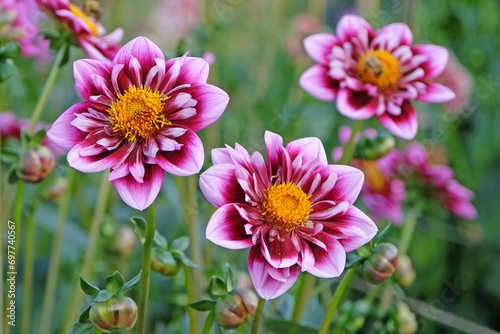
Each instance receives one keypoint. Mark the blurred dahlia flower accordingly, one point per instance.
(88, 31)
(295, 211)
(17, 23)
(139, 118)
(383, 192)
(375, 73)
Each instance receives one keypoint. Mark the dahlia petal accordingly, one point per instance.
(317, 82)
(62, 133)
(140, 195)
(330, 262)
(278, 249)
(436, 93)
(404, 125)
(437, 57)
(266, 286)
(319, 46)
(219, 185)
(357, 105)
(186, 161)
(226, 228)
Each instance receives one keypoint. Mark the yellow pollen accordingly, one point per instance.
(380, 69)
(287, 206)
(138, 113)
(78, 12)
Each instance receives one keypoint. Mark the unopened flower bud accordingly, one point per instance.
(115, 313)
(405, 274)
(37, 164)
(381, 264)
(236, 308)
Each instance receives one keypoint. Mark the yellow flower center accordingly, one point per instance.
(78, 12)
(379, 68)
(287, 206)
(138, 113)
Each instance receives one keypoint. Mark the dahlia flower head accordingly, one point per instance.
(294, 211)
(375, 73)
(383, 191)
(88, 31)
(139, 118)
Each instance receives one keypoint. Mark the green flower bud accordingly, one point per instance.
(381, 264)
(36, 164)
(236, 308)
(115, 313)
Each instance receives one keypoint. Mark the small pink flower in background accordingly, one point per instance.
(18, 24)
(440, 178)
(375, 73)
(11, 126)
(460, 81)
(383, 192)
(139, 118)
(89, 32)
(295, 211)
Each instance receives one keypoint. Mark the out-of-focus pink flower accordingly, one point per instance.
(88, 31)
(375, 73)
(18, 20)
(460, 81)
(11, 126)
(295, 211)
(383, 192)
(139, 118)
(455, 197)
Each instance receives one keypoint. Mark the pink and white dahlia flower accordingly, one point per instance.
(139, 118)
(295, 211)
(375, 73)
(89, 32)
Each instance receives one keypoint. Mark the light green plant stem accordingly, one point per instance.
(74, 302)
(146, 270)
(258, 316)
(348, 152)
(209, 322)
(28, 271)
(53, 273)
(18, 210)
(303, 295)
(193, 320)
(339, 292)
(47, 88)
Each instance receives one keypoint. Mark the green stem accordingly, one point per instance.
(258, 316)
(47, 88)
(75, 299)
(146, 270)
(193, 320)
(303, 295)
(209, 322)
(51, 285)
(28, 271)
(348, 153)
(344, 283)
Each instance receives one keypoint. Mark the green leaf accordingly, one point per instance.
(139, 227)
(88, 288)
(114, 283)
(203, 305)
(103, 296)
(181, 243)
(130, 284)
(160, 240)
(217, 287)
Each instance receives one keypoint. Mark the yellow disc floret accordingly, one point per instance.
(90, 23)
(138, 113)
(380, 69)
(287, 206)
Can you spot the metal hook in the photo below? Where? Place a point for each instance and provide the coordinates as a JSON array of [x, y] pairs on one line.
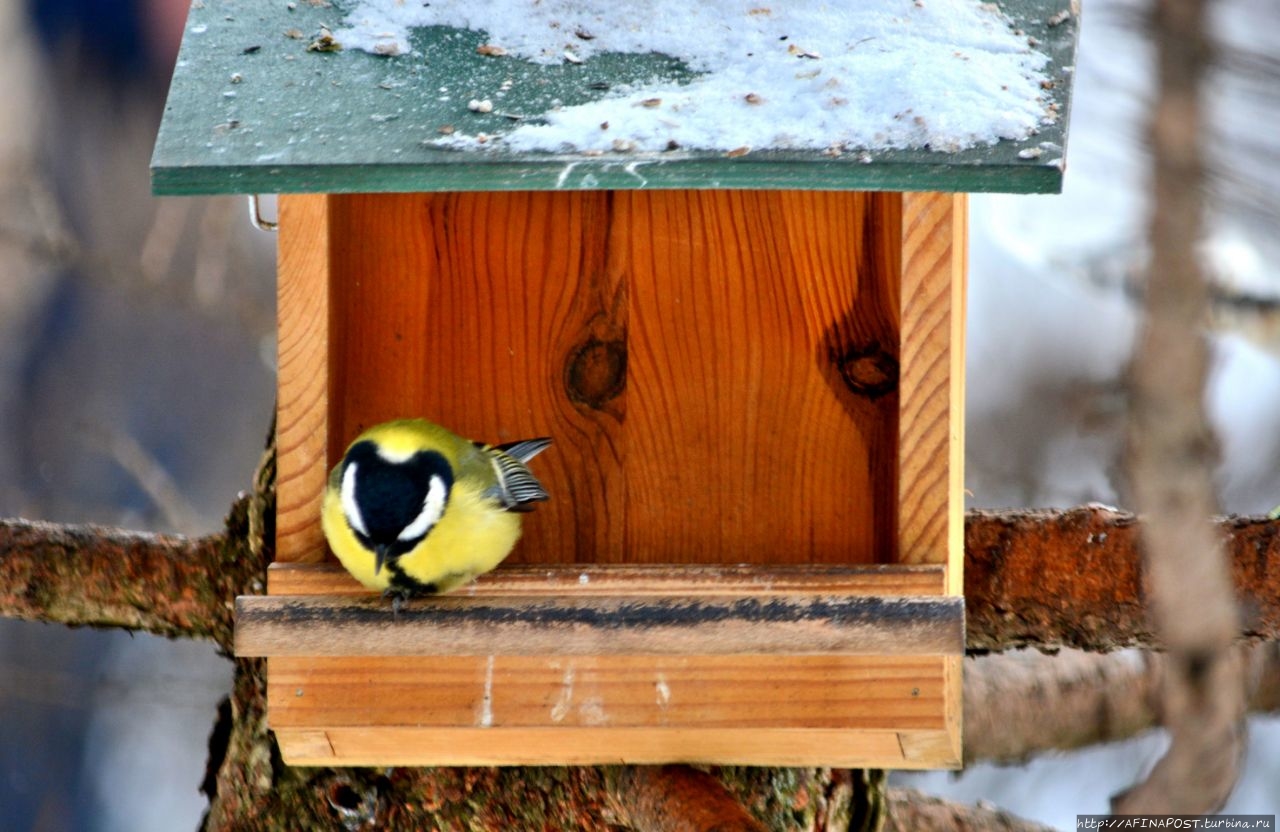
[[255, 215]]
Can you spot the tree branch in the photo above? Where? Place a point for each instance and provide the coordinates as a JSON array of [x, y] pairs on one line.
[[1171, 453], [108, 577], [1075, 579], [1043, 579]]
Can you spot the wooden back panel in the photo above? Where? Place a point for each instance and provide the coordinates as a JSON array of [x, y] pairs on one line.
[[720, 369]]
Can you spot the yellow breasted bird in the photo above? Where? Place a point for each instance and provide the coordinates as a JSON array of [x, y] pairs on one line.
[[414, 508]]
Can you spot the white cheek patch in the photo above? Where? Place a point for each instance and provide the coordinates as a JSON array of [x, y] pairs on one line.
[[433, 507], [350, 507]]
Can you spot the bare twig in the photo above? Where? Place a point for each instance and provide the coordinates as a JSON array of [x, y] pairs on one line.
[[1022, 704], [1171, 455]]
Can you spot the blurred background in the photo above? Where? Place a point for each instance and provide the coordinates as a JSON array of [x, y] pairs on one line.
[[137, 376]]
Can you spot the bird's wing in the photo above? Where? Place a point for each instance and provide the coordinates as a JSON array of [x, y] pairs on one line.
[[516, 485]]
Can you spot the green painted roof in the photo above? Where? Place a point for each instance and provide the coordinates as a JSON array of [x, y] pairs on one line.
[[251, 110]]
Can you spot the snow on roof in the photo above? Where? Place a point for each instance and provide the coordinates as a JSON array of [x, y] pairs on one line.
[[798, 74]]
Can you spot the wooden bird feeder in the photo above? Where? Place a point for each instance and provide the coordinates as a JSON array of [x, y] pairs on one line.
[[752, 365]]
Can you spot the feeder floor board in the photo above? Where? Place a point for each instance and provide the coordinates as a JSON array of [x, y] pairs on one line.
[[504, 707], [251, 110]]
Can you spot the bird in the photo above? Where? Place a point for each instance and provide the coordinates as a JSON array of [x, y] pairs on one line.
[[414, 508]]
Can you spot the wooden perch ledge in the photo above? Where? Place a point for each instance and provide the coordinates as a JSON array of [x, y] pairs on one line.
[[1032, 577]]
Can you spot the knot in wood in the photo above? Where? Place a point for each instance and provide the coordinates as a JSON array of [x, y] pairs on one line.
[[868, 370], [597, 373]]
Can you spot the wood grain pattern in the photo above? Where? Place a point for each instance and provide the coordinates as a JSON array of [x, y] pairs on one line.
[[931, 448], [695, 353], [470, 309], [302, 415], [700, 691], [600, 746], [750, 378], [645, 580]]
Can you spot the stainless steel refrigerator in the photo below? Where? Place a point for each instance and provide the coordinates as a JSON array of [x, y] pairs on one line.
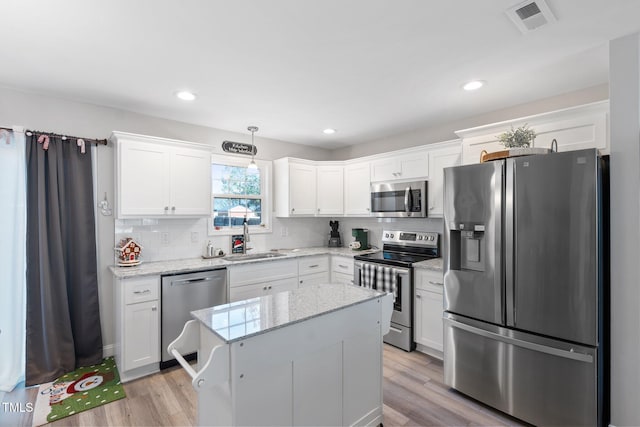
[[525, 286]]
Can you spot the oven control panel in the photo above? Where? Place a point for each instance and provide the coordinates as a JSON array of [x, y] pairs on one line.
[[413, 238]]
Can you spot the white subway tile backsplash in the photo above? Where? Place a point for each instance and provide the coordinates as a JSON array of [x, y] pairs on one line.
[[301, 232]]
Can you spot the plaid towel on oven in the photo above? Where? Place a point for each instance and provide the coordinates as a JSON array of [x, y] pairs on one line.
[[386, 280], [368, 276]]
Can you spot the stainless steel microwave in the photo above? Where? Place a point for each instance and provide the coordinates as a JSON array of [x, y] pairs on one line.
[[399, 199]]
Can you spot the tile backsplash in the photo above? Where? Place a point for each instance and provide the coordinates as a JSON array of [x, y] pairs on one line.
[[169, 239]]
********************
* Task item
An exact copy of the listing is needed, minus its pictures.

* Answer to this problem
Each instance receives one keypoint. Mark the blurred dahlia flower accordingly, one point per instance.
(88, 31)
(295, 211)
(17, 23)
(139, 118)
(383, 192)
(375, 73)
Each instance receives one keypoint. Mark the dahlia petal accordingly, one point per instance.
(317, 82)
(62, 133)
(140, 195)
(330, 262)
(278, 249)
(436, 93)
(404, 125)
(437, 57)
(266, 286)
(319, 46)
(219, 185)
(357, 105)
(186, 161)
(226, 228)
Each instance receives one keypoint. Mark the yellow pollen accordingly, one point per instance.
(380, 69)
(287, 206)
(138, 113)
(78, 12)
Each instance receives one keypoint. Mark the unopened flower bud accordingly, one point per instance.
(115, 313)
(405, 274)
(37, 164)
(381, 264)
(236, 308)
Each instance receives one keypoint. Mark the yellow flower center accordingly, one point per instance.
(78, 12)
(379, 68)
(287, 206)
(138, 113)
Each instance receives one keypoint. Mark the dahlia flower head accordingly, one point per instance.
(294, 211)
(375, 73)
(383, 191)
(88, 31)
(139, 118)
Each instance receives one keypoint. Mark the green flower bud accordingly, one point per instance.
(381, 264)
(36, 164)
(236, 308)
(115, 313)
Each instance receives one keypoint. Mark the small pink flower in background accordingly, one point per instance.
(18, 24)
(440, 178)
(375, 73)
(11, 126)
(460, 81)
(383, 192)
(139, 118)
(89, 32)
(295, 211)
Each instance receives one keypoint. Mark the out-of-focus pink flower accordingly, one point per instance.
(88, 31)
(375, 73)
(18, 20)
(460, 81)
(11, 126)
(295, 211)
(383, 192)
(139, 118)
(455, 197)
Each instance receives one keypoint. Mark the pink and white dahlia flower accordingly, one point per instance.
(139, 118)
(295, 211)
(375, 73)
(89, 32)
Each instance receives one keypoint. Mark the light green plant stem accordingly, one point per instance.
(74, 302)
(146, 270)
(258, 316)
(348, 152)
(209, 322)
(28, 271)
(53, 273)
(18, 210)
(303, 295)
(193, 320)
(339, 292)
(47, 88)
Each instance receives one keypoint. Mark the green stem accordingly, one point per instance.
(258, 316)
(47, 88)
(75, 299)
(146, 270)
(193, 320)
(303, 295)
(209, 322)
(51, 285)
(28, 271)
(348, 153)
(344, 283)
Each instance receives one keypoint. Mark the green leaf accordingly, one point per instance.
(139, 227)
(88, 288)
(114, 283)
(203, 305)
(103, 296)
(181, 243)
(130, 284)
(160, 240)
(217, 287)
Each instance receives one keypoint. Mark the yellow disc floret accordingly, one point per instance.
(90, 23)
(138, 113)
(380, 69)
(287, 206)
Can you spot the metal hook in the photo below? Where? Place a point for each instance and provide the coordinates as a JSON array of [x, y] pairs on one line.
[[255, 215]]
Can you spot the tree branch in the photo above? Where? Place a point for each instance and provide the coordinates as a JSON array of [x, y] pairs on one line.
[[1171, 453], [108, 577], [1075, 579], [1043, 579]]
Can you spot the wooden back panel in the photo above? Where? Place a point for each instance and provide the coordinates as a JSON array of [x, y] pairs on one line.
[[720, 369]]
Can you spot the yellow breasted bird in the photo above? Where? Place a point for each instance and provide the coordinates as a JSON array of [x, y] pairs on one line.
[[414, 508]]
Can you spot the white cheek patch in the photo above? Where? Place a point for each instance and provide the coordinates as a JSON array of [x, y] pairs on one line.
[[433, 507], [350, 507]]
Can you spot the bare twig in the photo above? Where? Place a point for each instance and provide the coordinates as a JSON array of [x, y] pairs on one line.
[[1022, 704], [1171, 455]]
Can you spot the blurred background in the photo above? Where? Place a point for each instance and provide the coordinates as a JSON array of [x, y] pairs on one line.
[[137, 376]]
Can you spot the bird's wing in the photo above? Where? Place a point for each instance and provide the coordinates as a JSON array of [x, y] pairs on one line.
[[516, 485]]
Can you spot the green painted roof in the photo above? Where? Place a point for each instance and provide the coordinates as a JSON array of [x, y] pairs on one line.
[[251, 110]]
Can you spot the snow on roof in the photo above? Where? Place a point for each instance and provide the coordinates as a JSON array of [x, y] pairs on one line.
[[798, 74]]
Can you spot the wooden bird feeder in the photo above? Where? Place a point for each instance and provide the coordinates as a JSON array of [x, y] pairs on one line.
[[752, 365]]
Can you spot the feeder floor board in the photo above? Where? Place a point for each instance and provide the coordinates as a JSON array of [x, y] pairs on one line.
[[504, 707], [251, 110]]
Can you spot the bird in the photo above? Where? Place a point for each instance and provide the coordinates as a JSON array of [x, y] pairs on one line.
[[414, 508]]
Can you spot the wooden perch ledge in the photo above? Where? Place a point for each instance and provide the coordinates as a JSON array of [x, y] pairs on one line.
[[1032, 577]]
Can you spot the knot in wood in the photo above? Where? Place a point for each instance and provide the coordinates as a JSON array of [x, y] pairs on one line.
[[868, 370], [597, 373]]
Can you spot the wood grain pattern in the photo above? Where? Place a point for each instance and provide the coordinates as a JSON array of [x, y] pairs on one line.
[[931, 448], [695, 353], [470, 309], [302, 415], [700, 691], [600, 746], [750, 378], [645, 580]]
Can you spot the stainless steel refrigerator in the photo below? Where? Place a point for each instance and provide the coordinates as a JSON array of [x, y] pairs on one line.
[[525, 286]]
Can you spot the oven control panel in the photo above? Where? Place a point for each instance and provide the coordinates as a JSON array of [x, y] pairs on one line.
[[413, 238]]
Can you spot the white subway tile backsplash in the photo above? Where? Place a point for each instance and provide the coordinates as a JSON array of [x, y] pairs on one line.
[[301, 232]]
Can you spot the plaid towel on oven in the photo above? Where? Place a point for each instance and provide the coordinates as a JSON array of [x, y] pairs on one line.
[[386, 280], [368, 276]]
Can you spot the stainless steel microwave in the photo above? Where? Place a point for each instance and provide the coordinates as a JSON array of [x, y] pairs on one line.
[[399, 199]]
Can you spot the tile backsplash in the photo above? Where? Place a point for each instance and provide the coordinates as a JSON array of [x, y] pairs on one line.
[[169, 239]]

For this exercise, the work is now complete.